Provided passage ->
Professor Edozie was appointed last year as Associate Dean at the McCormack Graduate School and as Professor of International Relations in the Department of Conflict Resolution, Human Security, and Global Governance. Dr. Edozie is a prominently published Africanist scholar whose most recent appointment was at Michigan State University. Last year, she published her sixth book on a topic in African Affairs, Pan Africa Rising: The Cultural Political Economy of Nigeria’s Afri-capitalism and South Africa’s Ubuntu Business. In her first year at UMass Boston, she convened a university-wide academic programming initiative called the Africa Scholars Forum. McCormack Speaks sat down with Professor Edozie to learn more about her Africa initiatives.

 

SA: What is the Africa Scholars Forum, and where did the idea to develop it come from?

KE: Though newly appointed at UMass Boston, I’ve been a longstanding teacher-scholar of African studies and African affairs. My dissertation research was on the Nigerian democracy movement. I held my first post-doctoral appointment as Deputy Director of Columbia University’s Institute for African Studies. I have spent over 15 years in varying appointments in the professoriate as an Africanist, including most recently at Michigan State University for 12 years as a Professor of African Affairs and Director of African American and African Studies.

Last year, I was extremely excited to join UMass Boston as Professor of International Relations in the Department of Conflict Resolution, Human Security, and Global Governance and Associate Dean at McCormack. In meeting many faculty members, administrators, and students, I was pleasantly surprised to discover the deeply-seated yet invisible-to-the-public African studies vitality at UMass Boston. In conversing with my new fellow, Africanist colleagues, we all pledged to come together to establish a forum for collaboration in deepening, expanding, and enlivening the study of Africa at UMass Boston. That’s how we came to the idea to develop the now established Africa Scholars Forum here.

 

SA: What are some of the short- and long-term goals for the forum?

KE: We are happy to have established ourselves in late Spring 2018 as a university-wide academic platform for the teaching, research, and programming of Africa, having been convened by an informal network of Africanists at UMass Boston. The Forum serves many functions, including building a more formal educational presence around African studies, providing a collaborative hub for work on Africa at UMass Boston, and facilitating among Africanist faculty shared resources and existing initiatives in African Studies in a convened, organized, and institutional space.

We are currently working on a number of goals and objectives, including:

  1. Develop an undergraduate minor and a graduate certificate in African Studies
  2. Establish a formal speaker series on African issues at UMass Boston
  3. Engage student groups on campus who have Africa programming missions, and create undergraduate student research initiatives on African study
  4. Establish a platform for deepened African research study for graduate students at UMass Boston
  5. Promote existing and new exchanges with area African Studies programs and universities in Africa to facilitate faculty and student exchange, especially study abroad and community research
  6. Collaboratively achieve prestigious grant awards.

 

SA: How do you see this forum as connecting to the values and mission of MGS?

Dataset entries ->
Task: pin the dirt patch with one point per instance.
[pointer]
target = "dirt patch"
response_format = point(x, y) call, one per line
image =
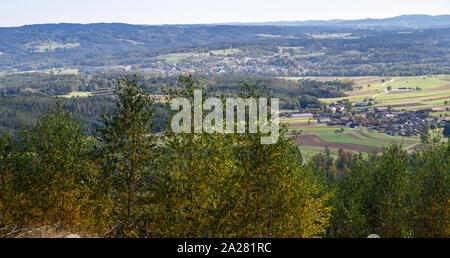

Actions to take ->
**a.** Using the Africa Scholars Forum interview, answer each of these on its own line:
(i) How many years did Professor Edozie spend at Michigan State University?
(ii) When did the forum establish itself as a university-wide academic platform?
(iii) What position did she hold at Columbia University's Institute for African Studies?
**b.** Copy word for word the portion of the Africa Scholars Forum interview running from "SA: What is" down to "and African Studies.".

Solutions to each task ->
**a.**
(i) 12 years
(ii) Late Spring 2018
(iii) Deputy Director

**b.**
SA: What is the Africa Scholars Forum, and where did the idea to develop it come from?

KE: Though newly appointed at UMass Boston, I’ve been a longstanding teacher-scholar of African studies and African affairs. My dissertation research was on the Nigerian democracy movement. I held my first post-doctoral appointment as Deputy Director of Columbia University’s Institute for African Studies. I have spent over 15 years in varying appointments in the professoriate as an Africanist, including most recently at Michigan State University for 12 years as a Professor of African Affairs and Director of African American and African Studies.